■ **Stated goal 1**: Reproduce the whole forum thread about remotely hibernating computers without psshutdown, word for word.

■ **Page extract**:
(begin)

# alternative to psshutdown



## where (Mar 11, 2010)

My goal is to have a script check for a condition in a log file, if it exists hibernate twelve computers. Then at a set time have a scheduled task wake the computer up.

If I manually hibernate one of the machines and have a scheduled task with the 'wake the computer to run this task' box checked, it will indeed wake up at the scheduled time. I planned on using psshutdown to remotely hibernate the win2k machines. Psshutdown does hibernate the machine, however the scheduled task will no longer wake it up.

Searching lead me to part of the windows API, SetSuspendState. Which has me thinking that perhaps psshutdown is setting the DisableWakeEvent to true.

Does anyone know a way to hibernate a computer remotely? Or, alternatively a way to force the DisableWakeEvent to remain false?

Any help would be greatly appreciated! Thanks!


----------



## TheOutcaste (Mar 19, 2009)

I have no idea if this will work, don't have a Win 2k system handy that supports hibernation, but should be easy to test.
Download the *shutdown.exe* utility for Win2K from here
I don't know if this has the same issue as psshutdown.
Create a scheduled task set to run once on each Win2k box that runs a batch file that puts them into hibernation.
Make sure the task is not set to be deleted if not scheduled, and let it run by schedule once. You can then run it remotely on demand.
Just need one line in the batch file:*[path]shutdown -h -t 0*
Then when the condition is met, just execute the scheduled task remotely so the machines each hibernate themselves.
*schtasks /s \\RemotePC /run /TN TaskName*
You may have to specify a username and password, but I've had better luck just making sure each PC has an admin account with the same name and password as the one on the system I access them from.

Or have the task check for the presence of a file every few minutes; if present, delete the file and hibernate.
Then when the condition is met, you just create that file on each system, and they will hibernate the next time they run the task.


----------



## Squashman (Apr 14, 2005)

Give this a try.
http://users.telenet.be/jbosman/applications.html


----------

(end)

■ **Stated goal 2**: Rewrite the entries below as a JSON list of strings, one string per line and no strings for blank lines, starting at the line with "[tag] one dot per instance, sample [278,111]." and going up to and including the final line of the entries. Leave the pictures out of the answer.

■ **Provided entries**:
(begin)

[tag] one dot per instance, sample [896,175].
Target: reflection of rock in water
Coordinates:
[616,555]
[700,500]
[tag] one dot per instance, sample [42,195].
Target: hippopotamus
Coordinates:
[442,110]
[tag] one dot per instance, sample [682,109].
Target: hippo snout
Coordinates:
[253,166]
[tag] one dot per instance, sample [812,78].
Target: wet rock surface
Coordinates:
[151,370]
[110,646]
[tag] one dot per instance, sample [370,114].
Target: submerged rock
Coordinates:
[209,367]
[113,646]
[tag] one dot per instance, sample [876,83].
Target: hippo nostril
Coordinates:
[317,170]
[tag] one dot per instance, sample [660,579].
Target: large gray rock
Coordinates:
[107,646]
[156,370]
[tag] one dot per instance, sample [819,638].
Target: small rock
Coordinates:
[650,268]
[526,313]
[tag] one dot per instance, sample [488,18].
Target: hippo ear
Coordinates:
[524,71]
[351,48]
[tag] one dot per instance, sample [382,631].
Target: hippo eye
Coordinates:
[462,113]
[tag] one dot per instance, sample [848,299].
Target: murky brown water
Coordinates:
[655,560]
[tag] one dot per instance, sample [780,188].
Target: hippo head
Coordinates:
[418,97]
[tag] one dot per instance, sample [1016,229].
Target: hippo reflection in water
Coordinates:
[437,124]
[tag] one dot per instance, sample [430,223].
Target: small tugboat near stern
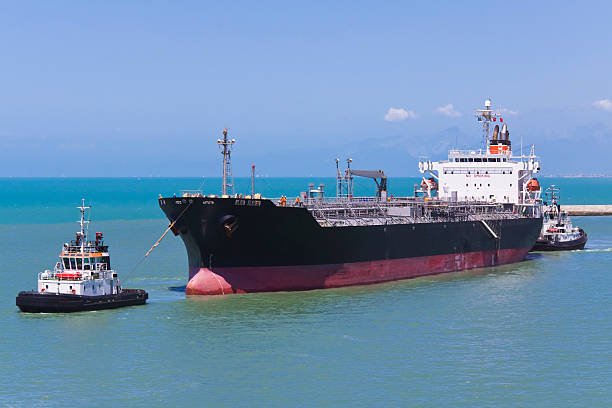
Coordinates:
[82,280]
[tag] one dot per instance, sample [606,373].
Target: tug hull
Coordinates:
[36,302]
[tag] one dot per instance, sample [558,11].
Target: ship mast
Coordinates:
[486,116]
[82,234]
[225,145]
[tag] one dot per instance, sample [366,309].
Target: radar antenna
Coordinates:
[225,145]
[486,116]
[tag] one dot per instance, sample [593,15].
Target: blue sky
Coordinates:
[144,88]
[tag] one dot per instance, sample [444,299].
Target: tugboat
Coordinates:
[558,233]
[82,280]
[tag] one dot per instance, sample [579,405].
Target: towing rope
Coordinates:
[159,240]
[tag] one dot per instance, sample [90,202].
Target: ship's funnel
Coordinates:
[505,133]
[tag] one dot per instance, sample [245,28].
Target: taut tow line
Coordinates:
[159,240]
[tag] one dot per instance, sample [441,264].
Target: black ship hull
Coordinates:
[35,302]
[239,245]
[543,244]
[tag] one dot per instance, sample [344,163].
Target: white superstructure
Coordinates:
[84,267]
[491,174]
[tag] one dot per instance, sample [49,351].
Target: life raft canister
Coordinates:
[533,185]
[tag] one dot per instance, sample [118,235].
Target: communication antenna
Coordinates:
[83,233]
[225,145]
[338,179]
[252,181]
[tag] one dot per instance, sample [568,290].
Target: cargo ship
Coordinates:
[472,210]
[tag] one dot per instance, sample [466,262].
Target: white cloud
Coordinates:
[507,111]
[399,114]
[603,104]
[448,110]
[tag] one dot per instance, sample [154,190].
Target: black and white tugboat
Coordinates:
[82,280]
[558,233]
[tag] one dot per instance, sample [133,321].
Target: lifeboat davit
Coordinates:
[533,185]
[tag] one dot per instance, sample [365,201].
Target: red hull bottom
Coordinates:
[227,280]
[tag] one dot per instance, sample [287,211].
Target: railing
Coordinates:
[75,274]
[407,210]
[192,193]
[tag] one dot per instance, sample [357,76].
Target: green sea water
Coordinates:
[531,334]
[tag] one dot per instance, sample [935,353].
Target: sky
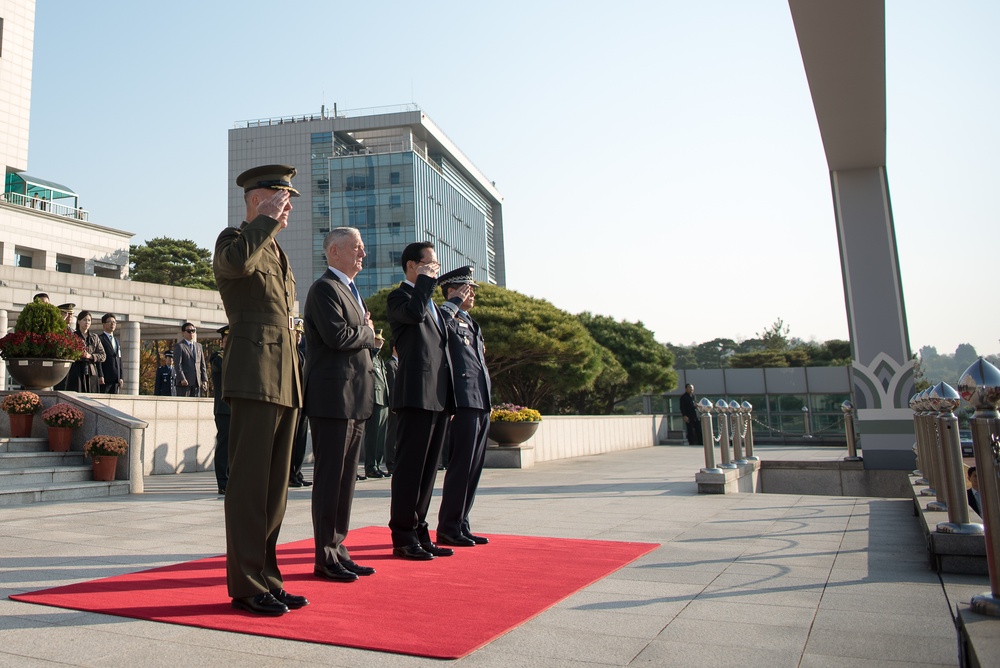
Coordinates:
[659,161]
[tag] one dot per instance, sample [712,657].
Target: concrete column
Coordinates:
[3,364]
[129,332]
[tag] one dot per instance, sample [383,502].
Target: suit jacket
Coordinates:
[973,502]
[339,380]
[424,377]
[258,291]
[190,364]
[111,367]
[467,349]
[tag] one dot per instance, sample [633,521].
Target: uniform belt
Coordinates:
[263,319]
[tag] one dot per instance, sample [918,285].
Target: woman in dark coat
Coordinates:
[83,374]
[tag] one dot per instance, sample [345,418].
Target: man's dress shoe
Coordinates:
[478,540]
[455,540]
[335,572]
[437,551]
[357,569]
[291,601]
[261,604]
[414,552]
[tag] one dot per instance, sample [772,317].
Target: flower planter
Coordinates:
[511,434]
[37,373]
[104,467]
[60,438]
[20,425]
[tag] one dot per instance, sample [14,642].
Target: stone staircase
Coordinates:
[30,473]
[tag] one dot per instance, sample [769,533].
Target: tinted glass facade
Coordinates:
[395,198]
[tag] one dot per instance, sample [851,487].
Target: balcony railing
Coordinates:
[48,206]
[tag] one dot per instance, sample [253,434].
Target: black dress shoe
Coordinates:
[335,572]
[478,540]
[291,601]
[414,552]
[455,540]
[357,569]
[437,551]
[261,604]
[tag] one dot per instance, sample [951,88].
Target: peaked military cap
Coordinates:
[462,275]
[275,177]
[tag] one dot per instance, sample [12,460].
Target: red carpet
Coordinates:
[445,608]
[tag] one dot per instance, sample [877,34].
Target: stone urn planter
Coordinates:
[104,467]
[37,373]
[512,434]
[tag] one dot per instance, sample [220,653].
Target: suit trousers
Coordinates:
[375,432]
[420,435]
[336,449]
[260,447]
[222,449]
[467,436]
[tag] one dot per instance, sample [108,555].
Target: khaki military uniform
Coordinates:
[262,385]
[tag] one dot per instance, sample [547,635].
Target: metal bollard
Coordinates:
[707,437]
[945,399]
[748,440]
[927,435]
[722,408]
[852,437]
[917,444]
[737,426]
[980,386]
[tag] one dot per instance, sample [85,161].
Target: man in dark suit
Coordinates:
[222,413]
[692,423]
[422,401]
[262,384]
[375,430]
[110,377]
[471,424]
[338,397]
[391,369]
[189,364]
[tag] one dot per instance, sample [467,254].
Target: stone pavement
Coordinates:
[740,580]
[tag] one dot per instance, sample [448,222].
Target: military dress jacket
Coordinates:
[258,291]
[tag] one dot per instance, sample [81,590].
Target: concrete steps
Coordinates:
[30,473]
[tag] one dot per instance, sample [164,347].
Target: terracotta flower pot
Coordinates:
[104,467]
[20,425]
[60,438]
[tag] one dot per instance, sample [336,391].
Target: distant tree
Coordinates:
[168,261]
[684,357]
[535,352]
[775,337]
[757,360]
[714,354]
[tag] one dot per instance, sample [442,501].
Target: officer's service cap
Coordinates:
[275,177]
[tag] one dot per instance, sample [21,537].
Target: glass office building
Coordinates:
[393,175]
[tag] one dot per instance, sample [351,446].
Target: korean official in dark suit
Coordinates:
[421,399]
[471,424]
[339,395]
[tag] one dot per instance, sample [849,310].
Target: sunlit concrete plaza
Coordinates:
[739,580]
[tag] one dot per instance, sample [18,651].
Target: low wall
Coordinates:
[565,436]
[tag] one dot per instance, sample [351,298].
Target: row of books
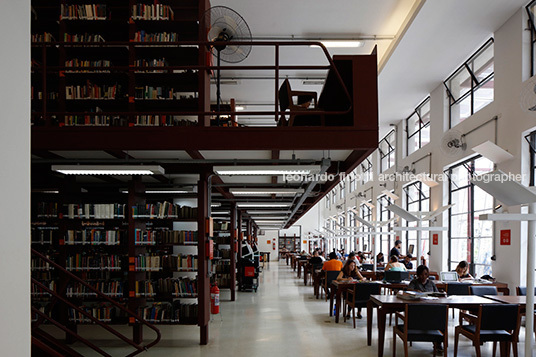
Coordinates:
[168,262]
[94,237]
[164,312]
[76,62]
[152,12]
[170,286]
[83,12]
[163,120]
[164,236]
[142,36]
[101,312]
[82,37]
[92,91]
[81,262]
[112,288]
[149,92]
[97,211]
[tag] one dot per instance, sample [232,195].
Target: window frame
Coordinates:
[475,82]
[422,125]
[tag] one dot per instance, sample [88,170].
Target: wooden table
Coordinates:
[388,304]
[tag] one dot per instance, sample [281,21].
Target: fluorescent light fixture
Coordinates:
[499,185]
[109,169]
[342,43]
[402,213]
[390,194]
[263,204]
[493,152]
[275,212]
[267,191]
[270,170]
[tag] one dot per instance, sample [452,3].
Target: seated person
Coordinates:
[463,271]
[423,284]
[380,258]
[333,263]
[394,265]
[348,273]
[316,259]
[407,262]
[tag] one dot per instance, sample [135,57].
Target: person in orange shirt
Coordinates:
[333,264]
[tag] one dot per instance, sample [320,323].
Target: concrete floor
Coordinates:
[281,319]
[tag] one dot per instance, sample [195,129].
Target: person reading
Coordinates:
[394,265]
[463,271]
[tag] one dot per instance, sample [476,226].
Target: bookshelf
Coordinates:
[101,63]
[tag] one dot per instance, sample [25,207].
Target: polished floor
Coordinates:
[281,319]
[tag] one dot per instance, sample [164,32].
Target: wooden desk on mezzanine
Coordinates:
[388,304]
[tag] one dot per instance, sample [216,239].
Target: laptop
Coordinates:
[448,276]
[395,276]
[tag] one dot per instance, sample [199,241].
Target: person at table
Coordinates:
[395,265]
[333,263]
[407,262]
[396,249]
[421,282]
[463,271]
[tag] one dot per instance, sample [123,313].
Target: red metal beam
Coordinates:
[203,138]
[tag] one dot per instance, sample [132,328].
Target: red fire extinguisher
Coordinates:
[215,300]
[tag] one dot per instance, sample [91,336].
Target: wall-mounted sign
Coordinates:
[505,237]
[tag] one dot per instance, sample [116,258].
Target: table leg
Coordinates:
[370,311]
[337,306]
[381,330]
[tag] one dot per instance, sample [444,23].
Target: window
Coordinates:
[418,127]
[386,241]
[366,214]
[469,238]
[531,10]
[387,151]
[417,200]
[366,170]
[470,88]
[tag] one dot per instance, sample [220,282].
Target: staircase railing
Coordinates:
[57,296]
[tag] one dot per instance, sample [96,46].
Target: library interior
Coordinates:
[296,177]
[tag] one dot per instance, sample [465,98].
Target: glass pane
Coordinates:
[459,83]
[484,95]
[460,249]
[459,226]
[460,111]
[482,65]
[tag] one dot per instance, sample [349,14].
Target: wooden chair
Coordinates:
[424,323]
[286,101]
[329,276]
[359,296]
[494,322]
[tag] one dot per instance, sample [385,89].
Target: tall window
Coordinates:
[469,238]
[531,10]
[417,200]
[386,241]
[470,87]
[418,127]
[366,214]
[366,171]
[387,151]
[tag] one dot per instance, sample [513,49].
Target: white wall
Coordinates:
[511,69]
[15,177]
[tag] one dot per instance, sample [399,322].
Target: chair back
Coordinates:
[483,290]
[457,288]
[364,290]
[522,290]
[426,317]
[499,317]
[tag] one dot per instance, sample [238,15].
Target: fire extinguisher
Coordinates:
[215,300]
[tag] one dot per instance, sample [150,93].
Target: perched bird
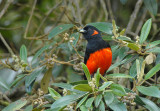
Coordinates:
[98,53]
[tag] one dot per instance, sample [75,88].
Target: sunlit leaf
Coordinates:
[119,76]
[154,50]
[30,78]
[45,80]
[97,100]
[15,105]
[86,71]
[133,46]
[124,38]
[83,87]
[55,95]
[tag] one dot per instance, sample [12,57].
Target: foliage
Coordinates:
[56,68]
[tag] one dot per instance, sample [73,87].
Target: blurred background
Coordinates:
[18,26]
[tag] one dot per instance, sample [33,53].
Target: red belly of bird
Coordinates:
[100,59]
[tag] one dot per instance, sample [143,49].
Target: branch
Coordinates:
[29,21]
[5,8]
[134,16]
[45,18]
[104,8]
[5,43]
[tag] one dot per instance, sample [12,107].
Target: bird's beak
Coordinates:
[82,31]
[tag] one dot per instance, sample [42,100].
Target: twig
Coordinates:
[5,43]
[29,21]
[141,22]
[110,9]
[5,8]
[134,16]
[78,11]
[104,9]
[14,28]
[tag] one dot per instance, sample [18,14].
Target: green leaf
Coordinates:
[127,59]
[152,72]
[63,85]
[23,53]
[86,71]
[103,26]
[82,101]
[76,36]
[79,82]
[29,108]
[83,108]
[97,77]
[118,90]
[152,6]
[15,105]
[102,106]
[30,78]
[108,97]
[83,87]
[39,52]
[59,29]
[151,106]
[97,100]
[149,91]
[107,37]
[55,95]
[123,1]
[152,44]
[124,38]
[145,31]
[122,52]
[19,78]
[65,100]
[89,102]
[3,84]
[105,85]
[119,76]
[117,105]
[45,80]
[132,70]
[154,50]
[133,46]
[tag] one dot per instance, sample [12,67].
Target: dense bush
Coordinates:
[49,68]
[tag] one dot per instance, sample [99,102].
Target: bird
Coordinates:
[98,53]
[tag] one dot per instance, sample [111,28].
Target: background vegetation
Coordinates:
[41,55]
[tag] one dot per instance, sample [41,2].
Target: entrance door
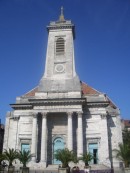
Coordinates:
[58,144]
[93,149]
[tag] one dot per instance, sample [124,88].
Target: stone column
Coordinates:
[104,148]
[70,131]
[80,135]
[43,138]
[34,138]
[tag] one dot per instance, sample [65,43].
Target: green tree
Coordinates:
[24,157]
[10,155]
[123,153]
[126,136]
[1,158]
[87,157]
[65,156]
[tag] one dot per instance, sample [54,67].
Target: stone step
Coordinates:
[52,167]
[99,167]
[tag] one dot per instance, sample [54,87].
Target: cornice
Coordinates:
[46,102]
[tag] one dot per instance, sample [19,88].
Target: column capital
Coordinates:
[79,113]
[34,115]
[69,114]
[103,115]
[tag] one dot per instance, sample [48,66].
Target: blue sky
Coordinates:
[102,46]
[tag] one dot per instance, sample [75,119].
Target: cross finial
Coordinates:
[61,18]
[62,11]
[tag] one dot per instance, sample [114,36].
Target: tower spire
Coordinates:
[61,18]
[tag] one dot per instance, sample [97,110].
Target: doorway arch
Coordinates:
[58,143]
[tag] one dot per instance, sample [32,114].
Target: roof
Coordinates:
[86,91]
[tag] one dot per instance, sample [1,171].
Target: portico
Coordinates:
[60,126]
[62,111]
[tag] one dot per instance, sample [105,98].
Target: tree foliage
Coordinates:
[10,155]
[24,157]
[87,157]
[65,156]
[123,153]
[126,136]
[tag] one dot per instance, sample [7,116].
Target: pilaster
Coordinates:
[80,135]
[44,137]
[34,137]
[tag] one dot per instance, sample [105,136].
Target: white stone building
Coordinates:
[62,111]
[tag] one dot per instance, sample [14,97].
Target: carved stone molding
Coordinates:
[69,114]
[16,118]
[44,114]
[79,113]
[34,115]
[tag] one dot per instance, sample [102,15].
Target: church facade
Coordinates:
[62,111]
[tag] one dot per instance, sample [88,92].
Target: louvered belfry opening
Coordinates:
[60,46]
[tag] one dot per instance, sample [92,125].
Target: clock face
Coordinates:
[59,68]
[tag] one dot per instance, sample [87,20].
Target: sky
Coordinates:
[102,46]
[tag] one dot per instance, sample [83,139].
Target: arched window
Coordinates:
[60,46]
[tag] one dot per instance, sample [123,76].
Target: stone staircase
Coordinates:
[99,167]
[52,167]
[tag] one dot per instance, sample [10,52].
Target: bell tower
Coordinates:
[60,74]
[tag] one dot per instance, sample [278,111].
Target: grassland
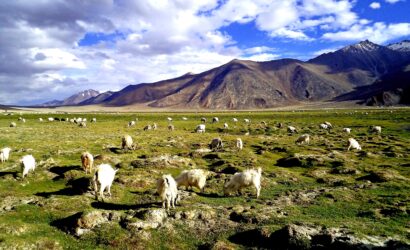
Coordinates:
[366,192]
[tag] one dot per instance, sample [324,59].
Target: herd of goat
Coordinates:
[167,186]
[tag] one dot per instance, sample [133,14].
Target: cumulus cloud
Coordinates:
[375,5]
[42,56]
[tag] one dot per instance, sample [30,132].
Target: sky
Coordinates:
[51,49]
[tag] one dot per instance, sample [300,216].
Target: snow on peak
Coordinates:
[403,46]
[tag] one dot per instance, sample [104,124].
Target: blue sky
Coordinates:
[52,49]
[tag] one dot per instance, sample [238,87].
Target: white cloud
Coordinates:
[158,39]
[375,5]
[392,1]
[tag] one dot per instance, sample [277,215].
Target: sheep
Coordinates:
[131,124]
[216,144]
[323,126]
[4,154]
[192,178]
[171,127]
[249,177]
[292,129]
[376,129]
[353,144]
[168,191]
[28,163]
[148,127]
[104,175]
[305,138]
[87,161]
[126,142]
[329,125]
[200,128]
[239,144]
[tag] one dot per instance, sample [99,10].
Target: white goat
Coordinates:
[148,127]
[303,139]
[4,154]
[87,161]
[239,144]
[353,144]
[216,144]
[250,177]
[168,191]
[192,178]
[27,163]
[292,129]
[200,128]
[104,175]
[127,142]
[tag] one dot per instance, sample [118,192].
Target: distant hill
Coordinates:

(end)

■ **Exercise output 1**:
# alternative to psshutdown



## where (Mar 11, 2010)

My goal is to have a script check for a condition in a log file, if it exists hibernate twelve computers. Then at a set time have a scheduled task wake the computer up.

If I manually hibernate one of the machines and have a scheduled task with the 'wake the computer to run this task' box checked, it will indeed wake up at the scheduled time. I planned on using psshutdown to remotely hibernate the win2k machines. Psshutdown does hibernate the machine, however the scheduled task will no longer wake it up.

Searching lead me to part of the windows API, SetSuspendState. Which has me thinking that perhaps psshutdown is setting the DisableWakeEvent to true.

Does anyone know a way to hibernate a computer remotely? Or, alternatively a way to force the DisableWakeEvent to remain false?

Any help would be greatly appreciated! Thanks!


----------



## TheOutcaste (Mar 19, 2009)

I have no idea if this will work, don't have a Win 2k system handy that supports hibernation, but should be easy to test.
Download the *shutdown.exe* utility for Win2K from here
I don't know if this has the same issue as psshutdown.
Create a scheduled task set to run once on each Win2k box that runs a batch file that puts them into hibernation.
Make sure the task is not set to be deleted if not scheduled, and let it run by schedule once. You can then run it remotely on demand.
Just need one line in the batch file:*[path]shutdown -h -t 0*
Then when the condition is met, just execute the scheduled task remotely so the machines each hibernate themselves.
*schtasks /s \\RemotePC /run /TN TaskName*
You may have to specify a username and password, but I've had better luck just making sure each PC has an admin account with the same name and password as the one on the system I access them from.

Or have the task check for the presence of a file every few minutes; if present, delete the file and hibernate.
Then when the condition is met, you just create that file on each system, and they will hibernate the next time they run the task.


----------



## Squashman (Apr 14, 2005)

Give this a try.
http://users.telenet.be/jbosman/applications.html


----------

■ **Exercise output 2**:
[
  "[tag] one dot per instance, sample [278,111].",
  "Target: grassland",
  "Coordinates:",
  "[366,192]",
  "[tag] one dot per instance, sample [324,59].",
  "Target: herd of goat",
  "Coordinates:",
  "[167,186]",
  "[tag] one dot per instance, sample [133,14].",
  "Target: cumulus cloud",
  "Coordinates:",
  "[375,5]",
  "[42,56]",
  "[tag] one dot per instance, sample [30,132].",
  "Target: sky",
  "Coordinates:",
  "[51,49]",
  "[tag] one dot per instance, sample [300,216].",
  "Target: snow on peak",
  "Coordinates:",
  "[403,46]",
  "[tag] one dot per instance, sample [104,124].",
  "Target: blue sky",
  "Coordinates:",
  "[52,49]",
  "[tag] one dot per instance, sample [238,87].",
  "Target: white cloud",
  "Coordinates:",
  "[158,39]",
  "[375,5]",
  "[392,1]",
  "[tag] one dot per instance, sample [277,215].",
  "Target: sheep",
  "Coordinates:",
  "[131,124]",
  "[216,144]",
  "[323,126]",
  "[4,154]",
  "[192,178]",
  "[171,127]",
  "[249,177]",
  "[292,129]",
  "[376,129]",
  "[353,144]",
  "[168,191]",
  "[28,163]",
  "[148,127]",
  "[104,175]",
  "[305,138]",
  "[87,161]",
  "[126,142]",
  "[329,125]",
  "[200,128]",
  "[239,144]",
  "[tag] one dot per instance, sample [99,10].",
  "Target: white goat",
  "Coordinates:",
  "[148,127]",
  "[303,139]",
  "[4,154]",
  "[87,161]",
  "[239,144]",
  "[353,144]",
  "[216,144]",
  "[250,177]",
  "[168,191]",
  "[192,178]",
  "[27,163]",
  "[292,129]",
  "[200,128]",
  "[104,175]",
  "[127,142]",
  "[tag] one dot per instance, sample [118,192].",
  "Target: distant hill",
  "Coordinates:"
]